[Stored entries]

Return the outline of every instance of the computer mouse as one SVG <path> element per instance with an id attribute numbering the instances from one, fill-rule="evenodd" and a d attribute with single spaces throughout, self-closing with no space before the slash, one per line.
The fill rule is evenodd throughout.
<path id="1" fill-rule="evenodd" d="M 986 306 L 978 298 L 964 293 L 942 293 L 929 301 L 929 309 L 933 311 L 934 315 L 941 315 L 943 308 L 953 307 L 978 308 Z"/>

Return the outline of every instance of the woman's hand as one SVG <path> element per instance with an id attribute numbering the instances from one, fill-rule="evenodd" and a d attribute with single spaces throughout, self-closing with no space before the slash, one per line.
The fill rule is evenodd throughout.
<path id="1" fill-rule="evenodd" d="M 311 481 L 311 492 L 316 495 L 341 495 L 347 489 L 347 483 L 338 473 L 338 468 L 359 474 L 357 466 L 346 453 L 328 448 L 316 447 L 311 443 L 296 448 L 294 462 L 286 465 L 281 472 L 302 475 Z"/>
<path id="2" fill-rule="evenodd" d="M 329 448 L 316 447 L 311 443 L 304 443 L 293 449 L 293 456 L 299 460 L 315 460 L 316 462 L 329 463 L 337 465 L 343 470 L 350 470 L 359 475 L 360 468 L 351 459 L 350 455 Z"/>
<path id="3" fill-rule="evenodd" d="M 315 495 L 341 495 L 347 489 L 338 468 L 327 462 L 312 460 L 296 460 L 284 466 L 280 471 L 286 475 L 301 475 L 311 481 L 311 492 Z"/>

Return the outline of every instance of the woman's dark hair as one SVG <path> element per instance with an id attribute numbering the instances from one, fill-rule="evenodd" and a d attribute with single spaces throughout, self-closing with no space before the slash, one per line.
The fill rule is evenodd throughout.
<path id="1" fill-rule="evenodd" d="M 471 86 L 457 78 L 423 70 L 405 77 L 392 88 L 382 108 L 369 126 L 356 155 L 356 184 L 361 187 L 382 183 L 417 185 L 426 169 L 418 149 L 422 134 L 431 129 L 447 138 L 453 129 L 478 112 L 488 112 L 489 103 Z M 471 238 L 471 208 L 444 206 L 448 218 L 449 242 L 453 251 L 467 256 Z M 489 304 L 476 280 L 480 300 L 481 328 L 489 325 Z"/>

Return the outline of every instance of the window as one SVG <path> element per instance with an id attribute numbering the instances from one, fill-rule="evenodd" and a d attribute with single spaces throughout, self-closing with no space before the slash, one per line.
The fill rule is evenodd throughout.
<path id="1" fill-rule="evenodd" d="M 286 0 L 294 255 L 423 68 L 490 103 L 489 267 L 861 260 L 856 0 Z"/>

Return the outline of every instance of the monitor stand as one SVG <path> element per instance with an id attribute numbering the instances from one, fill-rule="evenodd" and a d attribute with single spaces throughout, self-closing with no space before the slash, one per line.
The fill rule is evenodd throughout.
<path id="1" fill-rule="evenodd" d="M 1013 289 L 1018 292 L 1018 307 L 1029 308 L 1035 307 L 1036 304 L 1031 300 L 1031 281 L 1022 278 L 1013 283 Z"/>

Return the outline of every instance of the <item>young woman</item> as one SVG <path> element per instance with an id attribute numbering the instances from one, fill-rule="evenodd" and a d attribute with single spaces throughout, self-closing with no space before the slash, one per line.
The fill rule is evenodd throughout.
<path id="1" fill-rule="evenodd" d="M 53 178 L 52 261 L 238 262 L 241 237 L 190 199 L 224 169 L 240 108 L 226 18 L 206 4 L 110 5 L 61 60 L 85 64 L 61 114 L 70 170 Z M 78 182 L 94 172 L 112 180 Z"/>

◆ Activity
Every entry, from top to bottom, should be repeated word for word.

◆ Written solution
Return the outline of every instance of the computer mouse as one SVG <path> element per instance with an id attribute numbering the instances from one, fill-rule="evenodd" and a d attribute with single spaces throughout, self-closing with no space before the slash, one per line.
The fill rule is evenodd throughout.
<path id="1" fill-rule="evenodd" d="M 986 306 L 978 298 L 964 293 L 942 293 L 929 301 L 929 309 L 933 311 L 934 315 L 941 315 L 943 308 L 953 307 L 978 308 Z"/>

Return the outline of every instance of the woman's hand as one SVG <path> element per instance with an id attribute numbering the instances from one, fill-rule="evenodd" and a d attribute with single spaces throughout, self-closing with no space before the slash, one per line.
The fill rule is evenodd throughout.
<path id="1" fill-rule="evenodd" d="M 311 481 L 311 492 L 316 495 L 341 495 L 347 489 L 347 483 L 338 473 L 338 468 L 359 474 L 357 466 L 346 453 L 328 448 L 316 447 L 311 443 L 296 448 L 294 462 L 286 465 L 281 472 L 302 475 Z"/>
<path id="2" fill-rule="evenodd" d="M 329 448 L 316 447 L 311 443 L 304 443 L 293 449 L 293 456 L 299 460 L 315 460 L 316 462 L 329 463 L 337 465 L 343 470 L 350 470 L 359 475 L 360 468 L 351 459 L 350 455 Z"/>
<path id="3" fill-rule="evenodd" d="M 315 495 L 341 495 L 347 489 L 338 468 L 327 462 L 312 460 L 296 460 L 284 466 L 280 471 L 286 475 L 301 475 L 311 481 L 311 492 Z"/>

Return the outline of every instance of the woman's dark hair as one SVG <path> element per instance with an id attribute numbering the instances from one, fill-rule="evenodd" and a d attribute with single spaces throughout, self-closing with no space before the slash, one per line.
The fill rule is evenodd throughout.
<path id="1" fill-rule="evenodd" d="M 471 86 L 457 78 L 423 70 L 405 77 L 392 88 L 382 108 L 369 126 L 356 155 L 356 184 L 361 187 L 382 183 L 417 185 L 426 169 L 418 149 L 422 134 L 431 129 L 447 138 L 453 129 L 478 112 L 488 112 L 489 103 Z M 471 238 L 471 208 L 444 206 L 448 218 L 449 242 L 453 251 L 467 256 Z M 489 304 L 476 280 L 480 300 L 481 328 L 489 325 Z"/>

Return the outline of every instance of the window as one SVG <path> element per instance with an id attribute numbering the instances from one, fill-rule="evenodd" and a d attribute with single spaces throughout, self-closing with no space before the slash, one per line.
The fill rule is evenodd throughout.
<path id="1" fill-rule="evenodd" d="M 286 0 L 294 255 L 423 68 L 490 103 L 489 267 L 861 260 L 856 0 Z"/>

Return the outline of every instance of the monitor stand as one SVG <path> element per instance with an id attribute numbering the instances from one, fill-rule="evenodd" and a d attribute with single spaces throughout, self-closing with no space before the slash, one per line.
The fill rule is evenodd throughout.
<path id="1" fill-rule="evenodd" d="M 1013 289 L 1018 292 L 1018 307 L 1029 308 L 1035 307 L 1036 304 L 1031 300 L 1031 281 L 1022 278 L 1013 283 Z"/>

Return the outline of every instance of the <item>young woman</item> as one SVG <path> element per instance with an id attribute numbering the instances from one, fill-rule="evenodd" and a d attribute with single spaces throughout, self-closing with no space before the slash, one per line.
The fill rule is evenodd throughout.
<path id="1" fill-rule="evenodd" d="M 53 178 L 52 261 L 238 262 L 241 237 L 190 199 L 224 169 L 240 108 L 226 18 L 206 4 L 110 5 L 61 60 L 85 64 L 61 114 L 70 170 Z M 78 182 L 94 172 L 112 180 Z"/>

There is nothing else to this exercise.